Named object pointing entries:
+ + + + + + +

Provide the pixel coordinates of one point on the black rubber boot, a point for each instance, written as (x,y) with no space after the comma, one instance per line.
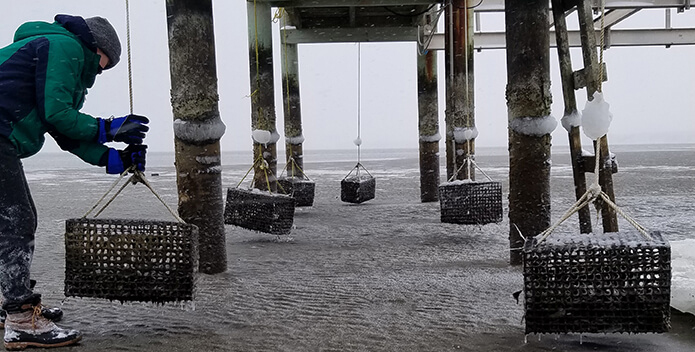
(52,314)
(25,326)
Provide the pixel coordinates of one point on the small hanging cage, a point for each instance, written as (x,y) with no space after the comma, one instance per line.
(131,260)
(298,185)
(470,202)
(258,210)
(357,188)
(597,283)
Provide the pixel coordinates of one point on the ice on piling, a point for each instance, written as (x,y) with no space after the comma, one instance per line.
(596,117)
(573,119)
(683,275)
(261,136)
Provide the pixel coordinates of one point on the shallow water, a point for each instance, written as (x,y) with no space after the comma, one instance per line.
(385,275)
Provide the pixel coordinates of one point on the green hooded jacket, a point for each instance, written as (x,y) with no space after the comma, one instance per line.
(44,77)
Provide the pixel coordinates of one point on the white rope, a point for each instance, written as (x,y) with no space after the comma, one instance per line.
(359,105)
(592,193)
(130,70)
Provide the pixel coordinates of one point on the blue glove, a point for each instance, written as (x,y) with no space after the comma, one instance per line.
(129,129)
(120,160)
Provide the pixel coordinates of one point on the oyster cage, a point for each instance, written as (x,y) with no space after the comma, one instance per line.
(259,211)
(130,260)
(471,202)
(607,283)
(301,189)
(357,189)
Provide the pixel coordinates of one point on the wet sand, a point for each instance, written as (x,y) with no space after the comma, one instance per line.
(386,275)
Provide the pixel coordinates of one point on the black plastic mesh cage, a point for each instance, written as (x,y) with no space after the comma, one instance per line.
(259,211)
(616,282)
(470,202)
(357,189)
(130,260)
(301,189)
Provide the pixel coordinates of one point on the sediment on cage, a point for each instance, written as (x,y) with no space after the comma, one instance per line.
(259,211)
(131,260)
(597,283)
(301,189)
(357,189)
(470,202)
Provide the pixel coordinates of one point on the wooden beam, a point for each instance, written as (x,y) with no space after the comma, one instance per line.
(345,3)
(487,40)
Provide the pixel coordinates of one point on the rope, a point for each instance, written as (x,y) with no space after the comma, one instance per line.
(264,166)
(130,70)
(423,47)
(357,167)
(603,43)
(258,66)
(592,193)
(120,177)
(359,103)
(137,176)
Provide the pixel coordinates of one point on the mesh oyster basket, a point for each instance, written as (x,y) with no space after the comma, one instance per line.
(131,260)
(470,202)
(607,283)
(259,211)
(297,184)
(357,188)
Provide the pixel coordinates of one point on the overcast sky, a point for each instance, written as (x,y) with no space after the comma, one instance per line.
(651,90)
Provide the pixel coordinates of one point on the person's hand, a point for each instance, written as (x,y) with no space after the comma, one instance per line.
(120,160)
(129,129)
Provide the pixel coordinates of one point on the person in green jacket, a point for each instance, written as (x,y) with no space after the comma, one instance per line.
(44,77)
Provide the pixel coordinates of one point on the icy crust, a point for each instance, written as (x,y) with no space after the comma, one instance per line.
(265,137)
(596,117)
(456,182)
(683,275)
(464,134)
(297,140)
(263,192)
(433,138)
(533,126)
(199,131)
(574,119)
(358,179)
(630,238)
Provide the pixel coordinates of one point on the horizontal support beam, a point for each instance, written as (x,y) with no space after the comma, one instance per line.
(346,3)
(488,40)
(485,6)
(612,17)
(498,5)
(350,35)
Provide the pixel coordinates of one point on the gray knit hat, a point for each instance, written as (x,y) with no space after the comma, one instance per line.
(106,38)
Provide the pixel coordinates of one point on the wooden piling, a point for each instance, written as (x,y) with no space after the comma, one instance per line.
(568,88)
(262,93)
(197,126)
(528,96)
(293,112)
(428,126)
(460,87)
(591,69)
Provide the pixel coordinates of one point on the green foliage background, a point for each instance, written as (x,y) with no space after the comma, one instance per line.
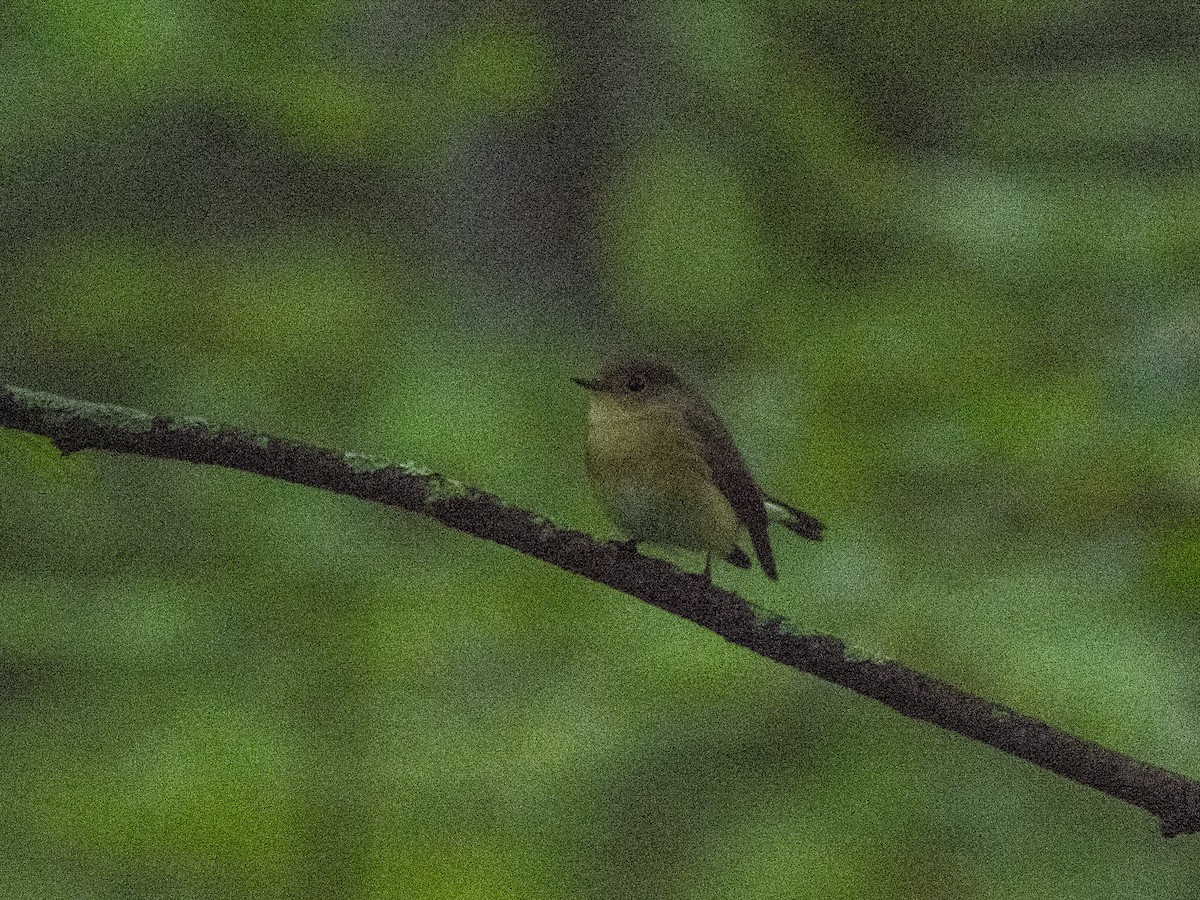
(937,264)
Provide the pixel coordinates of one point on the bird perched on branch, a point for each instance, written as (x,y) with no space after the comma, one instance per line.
(666,469)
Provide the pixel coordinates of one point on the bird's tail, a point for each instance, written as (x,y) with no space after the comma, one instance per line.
(793,520)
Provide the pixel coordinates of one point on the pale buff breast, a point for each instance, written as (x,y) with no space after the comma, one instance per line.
(647,469)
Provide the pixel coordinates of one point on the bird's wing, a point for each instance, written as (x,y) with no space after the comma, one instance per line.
(735,481)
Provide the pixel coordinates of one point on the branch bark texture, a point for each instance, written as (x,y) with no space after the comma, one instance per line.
(77,425)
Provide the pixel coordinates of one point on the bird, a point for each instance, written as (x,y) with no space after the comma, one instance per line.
(666,469)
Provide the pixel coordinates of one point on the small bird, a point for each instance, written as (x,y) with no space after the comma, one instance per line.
(666,469)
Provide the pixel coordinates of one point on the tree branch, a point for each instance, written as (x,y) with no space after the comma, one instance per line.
(77,425)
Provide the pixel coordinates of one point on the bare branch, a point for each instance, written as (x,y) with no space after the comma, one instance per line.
(77,425)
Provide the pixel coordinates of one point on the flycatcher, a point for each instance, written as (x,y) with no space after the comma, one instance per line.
(666,469)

+ + + + + + +

→ **Given instruction**: Retype the records exactly. Any image in them should not appear in what you write.

→ **Written solution**:
Provide the pixel coordinates of one point on the black rubber boot, a point for each instance, written as (x,y) with no space after the comma, one instance per line.
(52,314)
(25,326)
Provide the pixel coordinates of one point on the small hanging cage, a point for each instance, written as (x,y) with no space after the comma, one instance per line.
(131,260)
(298,185)
(470,202)
(258,210)
(357,188)
(597,283)
Provide the pixel coordinates of one point on the ice on piling, a point for each instance, written as (x,y) with no space after the comma, one instance per line.
(596,117)
(573,119)
(683,275)
(261,136)
Provide the pixel coordinates of one point on the shallow water, a point for each instance, written as (x,y) with no space after the comma, one instance per line.
(385,275)
Provide the pixel coordinates of one point on the green hooded jacket, a point for each instance, written as (x,y) with no space after the comma, one instance per line.
(44,77)
Provide the pixel coordinates of one point on the white rope, a point for each instance, written as (x,y) with no space after the comma, one instance per line.
(359,105)
(592,193)
(130,70)
Provide the pixel coordinates of one point on the blue glove, a point for each instance, written as (x,y) with no space after the comma, one instance per line.
(129,129)
(120,160)
Provide the pixel coordinates of one point on the oyster cage, a point for each instance, written as (x,y) with no space after the comma, one instance per line.
(259,211)
(130,260)
(471,202)
(607,283)
(301,189)
(357,189)
Provide the pixel coordinates of one point on the wet sand, a point for each instance, written as (x,y) with no space after the comma, one instance per line.
(386,275)
Provide the pixel coordinates of one point on the black plastic mesh cage, a point for each instance, written as (x,y) with no space after the comma, one instance per line.
(259,211)
(616,282)
(470,202)
(357,189)
(130,260)
(301,189)
Provide the pixel coordinates of one point on the sediment on cage, a point for each instance, written as (x,y) with no space after the comma, one instance per line.
(259,211)
(131,260)
(597,283)
(301,189)
(357,189)
(470,202)
Provide the pixel coordinates of one point on the wooden beam, a point for each instance, written as (x,y) with no space after the comma, one instance per line.
(345,3)
(487,40)
Provide the pixel coordinates of one point on the rope, a point for each instance, written as (x,y) with no space after the comma, one instance per line.
(264,166)
(130,70)
(423,47)
(357,167)
(603,43)
(258,66)
(592,193)
(120,177)
(359,103)
(137,176)
Provide the pixel coordinates of one point on the mesh oyster basket, a point for each instance, written as (x,y) with no space after the comma, one instance per line.
(131,260)
(470,202)
(607,283)
(259,211)
(297,184)
(357,188)
Provide the pixel coordinates of one point on the overcast sky, a point for each instance, written as (x,y) with no space after the comma, one instance per line.
(651,90)
Provide the pixel coordinates of one point on the person's hand, a point for each instance, written as (x,y) with no space after the comma, one instance per line.
(120,160)
(129,129)
Provide the pixel coordinates of one point on the person in green jacket, a point for each instance, written as (x,y) with no space after the comma, one instance per line.
(44,77)
Provide the pixel coordinates of one point on the icy crust, a point for each instance, written as (x,y) with no space after the comma, one instance per line.
(265,137)
(596,117)
(456,182)
(683,275)
(464,134)
(297,140)
(263,192)
(433,138)
(533,126)
(199,131)
(574,119)
(358,179)
(630,238)
Provide the pixel coordinates of one point on the horizontal support beam, a point for each instance, written as (x,y) with no space after the comma, one instance per line.
(346,3)
(488,40)
(485,6)
(612,17)
(498,5)
(350,35)
Provide the pixel coordinates of one point on the gray knit hat, a point for each instance, written as (x,y) with no space after the comma, one instance per line.
(106,38)
Provide the pixel coordinates of one point on the wooden piling, a point for each instance, written as (x,y) with no space after the comma, one instance per line.
(568,88)
(262,93)
(197,126)
(528,96)
(293,112)
(428,126)
(460,87)
(591,69)
Provide the pixel coordinates of one point on the green foliage background, a point for each instance, written as (x,y) with no space after the comma, one instance per line.
(937,264)
Provide the pixel coordinates of one point on the bird perched on branch, a point for each instance, written as (x,y) with no space after the comma, one instance per line.
(666,469)
Provide the pixel coordinates of one point on the bird's tail, a point for each instance, written as (x,y) with no space after the comma, one instance per line.
(793,520)
Provide the pixel coordinates of one point on the pale buff breast, a point for each instance, written as (x,y) with no space after the comma, one instance per line.
(647,469)
Provide the pixel coordinates of one point on the bird's wing, a point for each instance, written as (x,y) with no space after the comma, one instance per line.
(735,481)
Provide the pixel coordinates of one point on the branch bark texture, a point for each instance, written as (x,y) with no space after the comma, one instance per line.
(77,425)
Provide the pixel coordinates of one point on the bird, a point for each instance, written as (x,y) with no space after the comma, one instance per line.
(666,469)
Provide the pixel coordinates of one point on the small bird, a point for each instance, written as (x,y) with no space after the comma, one instance per line.
(666,469)
Provide the pixel coordinates of one point on the tree branch, a point for each instance, written as (x,y) with no space after the comma, one instance per line.
(77,425)
Provide the pixel coordinates of one point on the bare branch, a point for each instance, written as (x,y) with no space after the comma, one instance per line.
(77,425)
Provide the pixel coordinates of one point on the flycatcher, a point for each instance, written as (x,y) with no space after the comma, one instance per line.
(666,469)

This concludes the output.